# Your instructions
Once the images are set aside, return every entry exactly.

# Record extracts

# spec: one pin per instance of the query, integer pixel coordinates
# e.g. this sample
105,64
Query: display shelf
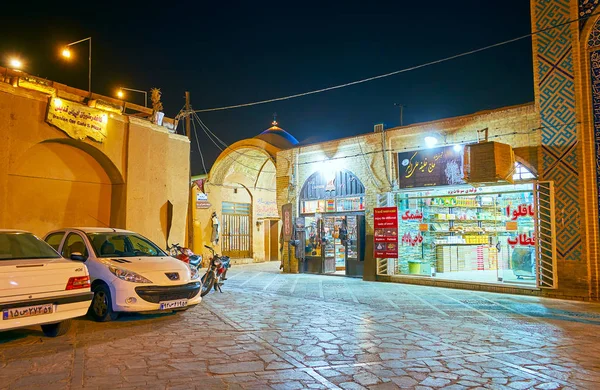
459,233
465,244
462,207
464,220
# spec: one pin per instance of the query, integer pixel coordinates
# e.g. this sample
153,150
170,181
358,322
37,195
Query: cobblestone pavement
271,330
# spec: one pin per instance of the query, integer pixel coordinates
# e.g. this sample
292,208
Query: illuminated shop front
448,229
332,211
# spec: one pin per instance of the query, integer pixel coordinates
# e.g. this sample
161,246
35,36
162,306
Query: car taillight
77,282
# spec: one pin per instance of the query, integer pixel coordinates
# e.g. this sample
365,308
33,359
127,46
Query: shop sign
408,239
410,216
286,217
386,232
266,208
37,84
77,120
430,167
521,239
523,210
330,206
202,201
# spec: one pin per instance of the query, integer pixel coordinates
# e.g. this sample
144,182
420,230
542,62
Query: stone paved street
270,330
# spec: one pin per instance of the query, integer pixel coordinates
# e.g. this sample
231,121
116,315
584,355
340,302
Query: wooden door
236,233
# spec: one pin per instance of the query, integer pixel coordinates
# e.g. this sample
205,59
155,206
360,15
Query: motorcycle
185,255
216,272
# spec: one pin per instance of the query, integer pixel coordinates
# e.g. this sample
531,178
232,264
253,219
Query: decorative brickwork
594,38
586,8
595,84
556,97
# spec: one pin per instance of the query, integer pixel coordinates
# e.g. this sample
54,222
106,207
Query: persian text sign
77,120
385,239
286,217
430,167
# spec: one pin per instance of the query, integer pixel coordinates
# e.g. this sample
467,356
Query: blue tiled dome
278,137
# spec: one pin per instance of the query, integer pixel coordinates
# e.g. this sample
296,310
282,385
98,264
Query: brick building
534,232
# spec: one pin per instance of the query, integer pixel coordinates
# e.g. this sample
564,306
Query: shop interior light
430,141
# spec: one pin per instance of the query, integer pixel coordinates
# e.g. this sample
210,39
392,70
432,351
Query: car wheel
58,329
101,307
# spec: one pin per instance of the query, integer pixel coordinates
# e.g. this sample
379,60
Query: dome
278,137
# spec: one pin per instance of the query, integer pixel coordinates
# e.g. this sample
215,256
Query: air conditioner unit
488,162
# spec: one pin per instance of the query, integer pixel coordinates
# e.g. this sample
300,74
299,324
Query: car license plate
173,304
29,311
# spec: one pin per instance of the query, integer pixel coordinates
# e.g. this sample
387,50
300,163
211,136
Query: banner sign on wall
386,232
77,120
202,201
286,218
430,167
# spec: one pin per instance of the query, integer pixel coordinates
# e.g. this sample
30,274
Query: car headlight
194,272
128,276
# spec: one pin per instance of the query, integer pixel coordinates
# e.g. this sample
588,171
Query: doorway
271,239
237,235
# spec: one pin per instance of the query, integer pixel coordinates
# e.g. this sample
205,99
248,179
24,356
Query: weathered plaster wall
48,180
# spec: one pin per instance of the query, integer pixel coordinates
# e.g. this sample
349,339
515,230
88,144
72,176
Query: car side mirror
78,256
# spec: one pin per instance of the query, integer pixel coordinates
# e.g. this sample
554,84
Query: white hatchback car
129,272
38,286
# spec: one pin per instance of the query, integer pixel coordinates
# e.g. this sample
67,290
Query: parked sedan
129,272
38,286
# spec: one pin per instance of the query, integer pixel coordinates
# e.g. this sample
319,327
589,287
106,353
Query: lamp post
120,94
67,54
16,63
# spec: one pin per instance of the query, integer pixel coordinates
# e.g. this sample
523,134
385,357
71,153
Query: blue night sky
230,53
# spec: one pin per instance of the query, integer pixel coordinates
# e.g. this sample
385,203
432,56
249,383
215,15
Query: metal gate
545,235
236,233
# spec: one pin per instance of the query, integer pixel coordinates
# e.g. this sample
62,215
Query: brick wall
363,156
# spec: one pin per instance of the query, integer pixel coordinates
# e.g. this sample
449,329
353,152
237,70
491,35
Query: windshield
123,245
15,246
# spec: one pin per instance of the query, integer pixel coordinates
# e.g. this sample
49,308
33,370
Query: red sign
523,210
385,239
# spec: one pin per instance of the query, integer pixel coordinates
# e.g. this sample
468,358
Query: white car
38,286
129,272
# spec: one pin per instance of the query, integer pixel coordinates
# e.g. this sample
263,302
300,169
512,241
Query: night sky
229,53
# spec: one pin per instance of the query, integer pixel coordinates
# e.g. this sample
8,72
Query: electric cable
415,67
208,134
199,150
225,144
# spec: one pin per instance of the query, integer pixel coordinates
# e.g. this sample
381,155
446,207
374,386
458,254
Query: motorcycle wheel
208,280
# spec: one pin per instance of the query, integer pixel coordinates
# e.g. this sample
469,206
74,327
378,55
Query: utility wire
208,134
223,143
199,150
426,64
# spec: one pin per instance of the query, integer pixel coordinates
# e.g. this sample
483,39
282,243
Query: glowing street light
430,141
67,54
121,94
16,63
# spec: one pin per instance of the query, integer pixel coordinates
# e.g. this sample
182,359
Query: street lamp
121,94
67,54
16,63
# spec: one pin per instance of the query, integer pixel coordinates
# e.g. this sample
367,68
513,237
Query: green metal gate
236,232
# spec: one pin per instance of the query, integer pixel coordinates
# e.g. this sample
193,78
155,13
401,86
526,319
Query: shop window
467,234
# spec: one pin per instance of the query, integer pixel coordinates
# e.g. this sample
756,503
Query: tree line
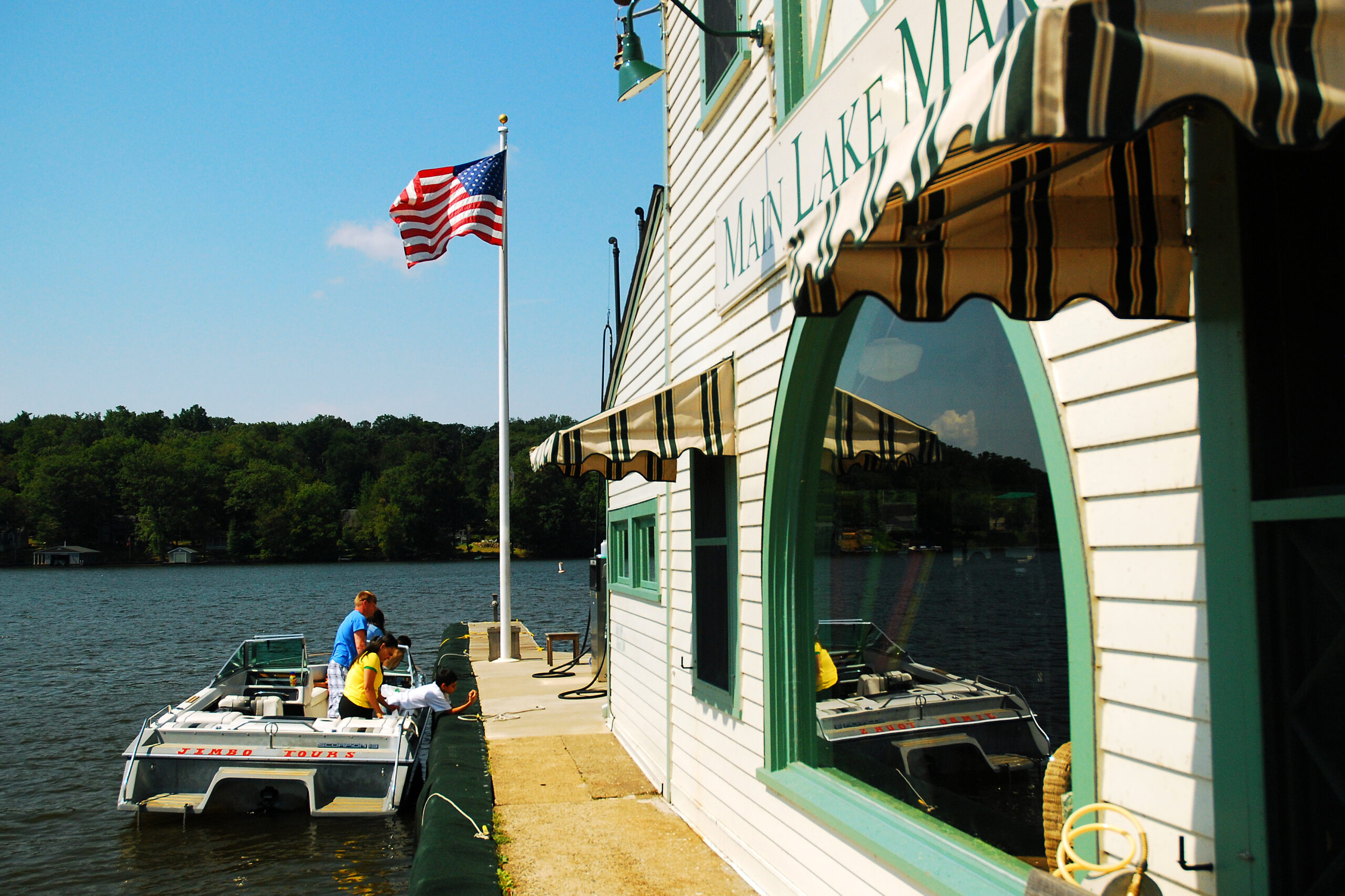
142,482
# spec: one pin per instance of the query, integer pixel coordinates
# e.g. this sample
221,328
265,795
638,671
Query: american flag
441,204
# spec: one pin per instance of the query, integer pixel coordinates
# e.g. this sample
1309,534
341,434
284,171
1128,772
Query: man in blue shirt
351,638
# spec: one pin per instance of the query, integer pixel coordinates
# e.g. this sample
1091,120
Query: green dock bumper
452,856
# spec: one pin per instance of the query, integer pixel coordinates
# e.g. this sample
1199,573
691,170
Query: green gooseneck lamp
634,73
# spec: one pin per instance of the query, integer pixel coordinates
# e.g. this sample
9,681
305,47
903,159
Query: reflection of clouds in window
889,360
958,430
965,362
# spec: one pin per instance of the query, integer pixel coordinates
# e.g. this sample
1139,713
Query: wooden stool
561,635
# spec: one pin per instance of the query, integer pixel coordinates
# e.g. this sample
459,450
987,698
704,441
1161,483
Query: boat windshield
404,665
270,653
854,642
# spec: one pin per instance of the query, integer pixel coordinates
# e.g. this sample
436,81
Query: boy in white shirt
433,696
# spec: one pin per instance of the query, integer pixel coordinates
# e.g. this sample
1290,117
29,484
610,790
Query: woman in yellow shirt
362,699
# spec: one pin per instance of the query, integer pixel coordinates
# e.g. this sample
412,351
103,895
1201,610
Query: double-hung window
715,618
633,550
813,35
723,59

# Your response
# spec: one pin per instance of the query, integer pixel coordinates
# e.g. this sample
105,64
Query: display shelf
459,233
465,244
462,207
464,220
# spec: one pin per instance of the query, integer pixel coordinates
# e.g. this sample
153,150
170,181
358,322
37,195
Query: cobblestone pavement
271,330
# spec: one pin per instance of the query, integer pixel coordinates
# e.g. this sample
292,208
Query: illuminated shop front
448,229
332,211
# spec: one pin per instance of the query, integer pixel coordinates
# e.g. this sample
161,246
35,36
162,306
Query: car taillight
77,282
# spec: one pin per instance of the query, integer pixel coordinates
# e.g. this sample
365,308
33,359
127,46
Query: shop sign
408,239
410,216
286,217
386,232
266,208
37,84
77,120
430,167
521,239
523,210
330,206
202,201
# spec: one pin per instance of the query, integer pixel coordinates
# e.g. this sample
144,182
420,230
542,62
Query: stone paved street
270,330
# spec: one pin per instance of the query, integer pixel coordinates
# e.g. this sample
231,121
116,315
584,355
340,302
Query: wooden door
236,233
# spec: one pin per instance of the query, integer pixel coordinates
# e.g. this sample
205,59
155,206
360,15
Query: motorcycle
185,255
216,272
# spec: one pin per instance of the query, integer pixel coordinates
# e.g. this sample
531,178
232,264
253,219
Query: decorative brickwork
594,38
586,8
595,84
556,97
# spec: one pin per instance of the query, integer pixel coordinates
# e.g. this sample
54,222
106,207
Query: persian text sign
77,120
385,239
286,217
430,167
# spec: one pin per instance of the query, integer pixel coordinates
# e.g. this sample
467,356
Query: blue tiled dome
278,137
# spec: one pin per instance of the query, integer pixel coordinates
# e.g. this sample
296,310
282,385
98,264
Query: brick building
534,232
# spec: one pin per instance of the query, integer pixel coordinates
# e.g. this sample
564,306
Query: shop interior light
430,141
# spec: one pin per instance of the query, integer pixel coordinates
# e.g. this sample
210,39
392,70
432,351
Query: car wheel
58,329
101,307
# spec: one pin per instance of the query, integer pixel coordinates
# e.g. this sample
379,60
Query: dome
278,137
# spec: one pin per instance of the query, integer pixel coordinates
# e.g. this sample
215,256
Query: air conditioner unit
488,162
# spec: one pin per instance of the query, integer pixel coordinates
# e.g. this sample
300,74
299,324
Query: car license plate
173,304
29,311
# spec: one pin per instance of the query, integer pixel coordinates
# e.g. this sample
387,50
300,163
211,136
Query: banner sign on wall
386,232
77,120
202,201
286,218
430,167
# spec: one pin per instance of the query, integer pixel coordinates
# e.g. this sample
30,274
Query: car headlight
194,272
128,276
# spec: one pin per instance of the query, integer pixel coordinates
# e.g. this sample
588,171
Query: doorway
271,239
237,235
# spec: one pin per instance of the query, integer pixel coordinates
# e.g. this sample
205,99
248,179
24,356
Query: weathered plaster wall
48,180
# spec: one pin per instance of the query, integer pixel coordinates
# e.g. this sample
349,339
515,230
88,144
72,176
Query: car side mirror
78,256
# spec: one pin per instance of the query, integer pixel coordinates
# e.g. this sample
554,84
Query: white hatchback car
129,272
38,286
# spec: one pin per instance of the query, integer pixel coordinates
# e.g. this sample
67,290
Query: parked sedan
129,272
38,286
# spec: one pin per instance of the query, integer pixel coordinates
# e.g. this sample
319,327
589,287
106,353
Query: lamp post
120,94
67,54
16,63
# spec: one pin per instance of the query, integer pixel coordinates
# e.g. this sample
523,134
385,357
71,153
Query: blue night sky
230,53
# spec: one pin per instance of the query, integer pixel coordinates
# e.g. this sample
385,203
432,56
249,383
215,15
Query: metal gate
545,235
236,233
# spec: one pin per instance of the query, integer pixel coordinates
# e.g. this sample
62,215
Query: brick wall
363,156
# spec: one pin per instance of the query, integer pixel coordinates
# e.g. this sample
449,329
353,152
237,70
491,35
Query: windshield
123,245
15,246
# spec: one pin per instance of the query, integer pixel coordinates
# e.g. this sample
49,308
33,370
Query: red sign
523,210
385,239
# spec: one pin per instance of the query, integer pixel coordinates
# e.g. this sample
468,358
Query: white car
38,286
129,272
# spec: one pin per instance of the query, integer pixel coordinates
# e.g. this sample
263,302
300,169
512,241
Query: night sky
229,53
# spec: one pin per instance of the query, integer pixel coordinates
# e.g. this sample
8,72
Query: electric cable
415,67
208,134
199,150
225,144
# spec: one pin per instance of the query, integer pixel coordinates
# e.g. this sample
381,155
446,207
374,386
458,254
Query: motorcycle wheel
208,280
# spec: one pin per instance of the query, integer pixel coordinates
# e.g. this sample
469,206
74,327
378,55
Query: utility wire
208,134
223,143
199,150
426,64
# spec: one pin per instance of the query, integer pixel coordinates
# e.g. this sample
483,39
282,243
Query: glowing street light
430,141
67,54
121,94
16,63
# spec: one pin per instance of the query, integer pixel coordinates
# e.g. this sample
182,359
Query: street lamp
121,94
67,54
16,63
# spec: one pin per instance of the query, integer pixel coordinates
# e.g. this sample
367,68
513,237
Query: green metal gate
236,232
# spec: one pin per instance of the query, integer pixel coordinates
# e.g. this sample
193,78
155,13
401,86
526,319
Query: shop window
467,234
# spec: one pin per instance of the query, integer pixel coordinates
# e.g. this sample
756,503
Query: tree line
142,482
# spec: one pin per instance of the query, integer pixel coordinates
# e.g. this sample
221,328
265,795
638,671
Query: american flag
441,204
# spec: one pin per instance of the query, integer pixel coordinates
# e.g. this sample
1309,534
341,434
284,171
1128,772
Query: man in blue shirt
351,638
# spec: one pin per instance of the query, integer pixel coordinates
# e.g. this sample
1091,120
Query: green dock bumper
452,856
# spec: one pin per instance of the query, integer pixel coordinates
# e.g. this sample
1199,573
691,170
Query: green gooseneck lamp
634,73
# spec: one pin per instance of the query, integer pixel coordinates
# e.g. this sample
9,681
305,47
903,159
Query: reflection of clouds in window
889,360
958,430
965,362
# spec: one pin per instance of the query, integer pixel coordinates
# e.g. this sample
1139,713
Query: wooden stool
561,635
# spec: one pin per instance of the query, integer pixel coordinates
# e.g. this sample
459,450
987,698
704,441
1161,483
Query: boat windshield
404,665
270,653
854,642
# spec: one pin per instance of the query, integer pixel coordinates
# e.g. this sample
436,81
Query: boy in white shirt
433,696
# spec: one pin per instance of the query, integer pixel coordinates
# e.g. this sample
1290,117
29,484
610,790
Query: woman in yellow shirt
362,699
# spec: one pin per instance of the query, integer pixel coordinates
# e.g. this sample
412,351
103,895
1201,610
Query: double-hung window
715,618
633,550
813,35
723,59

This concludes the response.